== Passage shown ==
┌────────

Sergei Yashechkin, the head of Russian Communal Systems, a new consortium
of powerful financial industrial groups created to run housing and utility
services across the nation, said in an interview published Tuesday that
the new company expects to earn a 7 percent to 10 percent profit on sales
of $2 billion next year.
"[We expect sales] of 60 billion rubles next year out of a total
volume of sales in the sector of 550 billion rubles," he told Vedomosti.
"Our share of the market will not exceed 15 percent."
Yashechkin said RCS will establish regional subsidiaries that will
take over all local housing-service functions, ensuring supplies of water,
power, heat and gas, television and radio access, garbage collection,
sewage
service and general building maintenance. The first of the 12 subsidiaries
to be established this year will begin operating next week, he said,
although he did not specify where.
The brainchild of Unified Energy Systems CEO Anatoly Chubais, the
consortium includes Gazprom, through its pocket bank Gazprombank, Interros,
Renova, Evrofinance bank, YevrazHolding and Kuzbassrazrezugol. UES and
Gazprombank each own a 25 percent stake in RCS, while the other five members
of the consortium each have 10 percent.
RCS, which was officially registered last month, plans to spend $700
million overhauling the badly neglected sector in the areas it operates
over
the next five years, $200 million of which will come from shareholders.

└────────

== Records provided ==
┌────────

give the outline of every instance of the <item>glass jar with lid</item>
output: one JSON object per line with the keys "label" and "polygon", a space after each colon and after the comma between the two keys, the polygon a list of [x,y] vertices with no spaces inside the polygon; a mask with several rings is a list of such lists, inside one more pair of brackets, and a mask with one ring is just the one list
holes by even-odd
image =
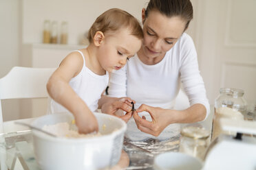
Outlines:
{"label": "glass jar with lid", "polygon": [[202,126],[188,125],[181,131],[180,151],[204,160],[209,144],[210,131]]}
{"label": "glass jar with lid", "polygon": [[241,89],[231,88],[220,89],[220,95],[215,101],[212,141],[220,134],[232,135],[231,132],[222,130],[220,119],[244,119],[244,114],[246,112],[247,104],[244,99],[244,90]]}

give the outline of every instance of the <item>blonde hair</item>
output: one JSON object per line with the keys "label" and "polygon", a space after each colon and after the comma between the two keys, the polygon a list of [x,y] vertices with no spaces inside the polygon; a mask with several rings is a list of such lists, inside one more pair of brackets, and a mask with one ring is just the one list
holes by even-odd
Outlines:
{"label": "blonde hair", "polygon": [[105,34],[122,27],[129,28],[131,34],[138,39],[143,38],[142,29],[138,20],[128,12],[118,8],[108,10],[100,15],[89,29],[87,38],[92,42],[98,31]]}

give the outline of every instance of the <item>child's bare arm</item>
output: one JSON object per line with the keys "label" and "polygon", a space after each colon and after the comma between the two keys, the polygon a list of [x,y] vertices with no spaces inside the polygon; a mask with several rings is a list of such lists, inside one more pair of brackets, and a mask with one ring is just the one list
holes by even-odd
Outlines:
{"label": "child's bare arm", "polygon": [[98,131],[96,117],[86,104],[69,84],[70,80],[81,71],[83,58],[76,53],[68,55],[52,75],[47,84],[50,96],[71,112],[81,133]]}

└────────

== Tasks for this exercise ==
- a) In the passage on Russian Communal Systems, what stake does each of UES and Gazprombank own in RCS?
- b) Transcribe the part of the passage on Russian Communal Systems that opens with the words containing "RCS, which was" and closes with "come from shareholders.".
The records are separate material and have no connection to the passage.

== Answer list ==
- a) Each owns a 25 percent stake in RCS.

- b)
RCS, which was officially registered last month, plans to spend $700
million overhauling the badly neglected sector in the areas it operates
over
the next five years, $200 million of which will come from shareholders.